(A block of data)
___

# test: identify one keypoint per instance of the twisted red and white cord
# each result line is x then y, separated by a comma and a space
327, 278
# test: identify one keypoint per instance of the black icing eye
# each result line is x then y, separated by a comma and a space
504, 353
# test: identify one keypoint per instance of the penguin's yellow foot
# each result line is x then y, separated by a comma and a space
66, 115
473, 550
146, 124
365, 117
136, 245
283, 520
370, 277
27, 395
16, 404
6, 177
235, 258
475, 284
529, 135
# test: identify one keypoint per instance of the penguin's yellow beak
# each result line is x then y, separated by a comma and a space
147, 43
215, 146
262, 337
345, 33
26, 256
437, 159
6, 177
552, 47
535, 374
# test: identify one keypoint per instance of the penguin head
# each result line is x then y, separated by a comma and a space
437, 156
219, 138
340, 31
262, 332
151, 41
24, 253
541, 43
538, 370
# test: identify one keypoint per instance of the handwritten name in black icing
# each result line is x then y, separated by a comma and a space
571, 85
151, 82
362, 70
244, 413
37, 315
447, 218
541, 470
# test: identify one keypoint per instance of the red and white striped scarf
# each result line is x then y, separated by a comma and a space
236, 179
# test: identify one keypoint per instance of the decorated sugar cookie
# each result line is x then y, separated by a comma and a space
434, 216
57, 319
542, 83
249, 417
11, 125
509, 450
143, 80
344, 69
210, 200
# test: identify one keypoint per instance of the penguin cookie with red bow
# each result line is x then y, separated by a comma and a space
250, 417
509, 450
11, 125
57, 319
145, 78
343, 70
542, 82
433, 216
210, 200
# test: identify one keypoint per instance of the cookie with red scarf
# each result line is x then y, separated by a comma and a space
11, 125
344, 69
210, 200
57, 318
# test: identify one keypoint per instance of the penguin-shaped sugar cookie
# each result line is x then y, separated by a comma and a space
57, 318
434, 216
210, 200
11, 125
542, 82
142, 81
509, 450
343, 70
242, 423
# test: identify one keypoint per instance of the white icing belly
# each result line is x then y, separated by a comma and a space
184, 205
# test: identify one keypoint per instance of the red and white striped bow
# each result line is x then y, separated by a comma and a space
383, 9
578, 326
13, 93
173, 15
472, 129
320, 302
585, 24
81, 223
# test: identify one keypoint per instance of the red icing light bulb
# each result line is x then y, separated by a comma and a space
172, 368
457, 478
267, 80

___

**WRITTEN EXERCISE**: Reproduce all the entries above, swapping every occurrence of "keypoint" for "point" and leaving everything else unchanged.

**THE ANSWER**:
# test: identify one point per instance of the twisted red and white cord
# each result line is x then y, separated by a comma and a space
327, 278
# test: identify one point per instance of the black icing eye
# each result line is x then y, separated by a comma and a space
504, 353
# test: identify one point per instance of the penguin's yellow foot
# each result line is x then y, separated by a comma and a space
66, 115
473, 550
146, 124
365, 117
136, 245
283, 520
370, 277
27, 395
16, 404
6, 177
235, 258
475, 284
529, 135
# test: identify one point per instance of the penguin's yellow beak
# each result line is x then y, separated by a comma and a space
147, 43
215, 146
262, 337
345, 33
26, 256
437, 159
6, 177
552, 47
535, 374
# test: identify one point per instance of the penguin head
# each result line is x then y, separated by a comma and a space
437, 156
219, 138
340, 31
262, 332
151, 41
24, 253
541, 43
538, 370
# test: identify one point per instance of the handwritten name in black icing
# each result line is x then y, separated by a comma and a space
571, 85
151, 82
362, 70
244, 413
37, 315
447, 218
541, 470
# test: identify one point per instance of the red and white striped scarf
# each result line is x then y, separated by a comma and a space
236, 179
# test: identify one point per instance of the decorated sugar cookie
# each result line is x then y, separated by a comma and a space
434, 216
57, 319
542, 83
249, 417
11, 125
509, 450
143, 80
344, 69
210, 200
# test: identify one point per instance of the penguin cookie with red bow
# each result line is x then y, separated by a comma and a space
250, 417
509, 450
11, 125
57, 319
145, 78
343, 70
542, 82
433, 216
210, 200
# test: identify one point per instance of the cookie with red scarf
# each result line is x then y, separated by a comma and a space
11, 125
344, 69
210, 200
57, 318
# test: identify one point per instance of the penguin-shaped sugar cookie
# each result line is x then y, separated by a comma and a space
57, 318
434, 216
210, 200
11, 125
542, 82
142, 81
509, 450
343, 70
242, 423
# test: identify one point per instance of the white icing belly
# each result line is x then y, separated by a comma and a space
184, 205
# test: identify one point per instance of the red and white striped bow
# each result line is x then y, separated by a comma and a space
383, 9
578, 326
13, 93
173, 15
472, 129
320, 302
585, 24
81, 223
# test: identify one point per instance of the red icing light bulb
# each result line is x then y, separated by a comma and a space
172, 368
457, 478
267, 80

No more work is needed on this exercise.